AIM OF THE EXERCISE: Reproduce the lines below without any change.

[Lines of data]
--- Start ---

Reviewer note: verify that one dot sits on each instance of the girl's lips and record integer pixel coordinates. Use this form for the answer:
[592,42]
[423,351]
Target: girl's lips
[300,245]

--- End ---

EXERCISE RESPONSE:
Reviewer note: verify that one dot sits on each instance of the girl's lips and record integer pixel coordinates. Use this form for the answer:
[592,42]
[423,351]
Target: girl's lips
[300,245]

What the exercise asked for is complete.